Give every entry again, exactly as it stands.

┌─ Available records

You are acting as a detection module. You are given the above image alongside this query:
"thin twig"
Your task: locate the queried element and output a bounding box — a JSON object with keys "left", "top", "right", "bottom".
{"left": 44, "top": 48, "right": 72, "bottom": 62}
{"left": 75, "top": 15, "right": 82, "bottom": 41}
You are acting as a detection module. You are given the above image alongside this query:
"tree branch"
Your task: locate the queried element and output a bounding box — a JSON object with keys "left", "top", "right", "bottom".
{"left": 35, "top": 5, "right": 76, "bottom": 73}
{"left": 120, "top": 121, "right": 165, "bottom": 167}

└─

## Response area
You are acting as a detection module. You are given the above image alongside this query:
"thin twig"
Your task: locate the queried element and output a bounding box — a JSON object with keys "left", "top", "right", "bottom".
{"left": 44, "top": 48, "right": 72, "bottom": 62}
{"left": 75, "top": 15, "right": 82, "bottom": 41}
You are acting as a detection module. You are given the above image alongside this query:
"tree branch"
Your task: locate the queried element and output a bounding box — a JSON object with keys "left", "top", "right", "bottom".
{"left": 35, "top": 5, "right": 76, "bottom": 73}
{"left": 120, "top": 121, "right": 165, "bottom": 167}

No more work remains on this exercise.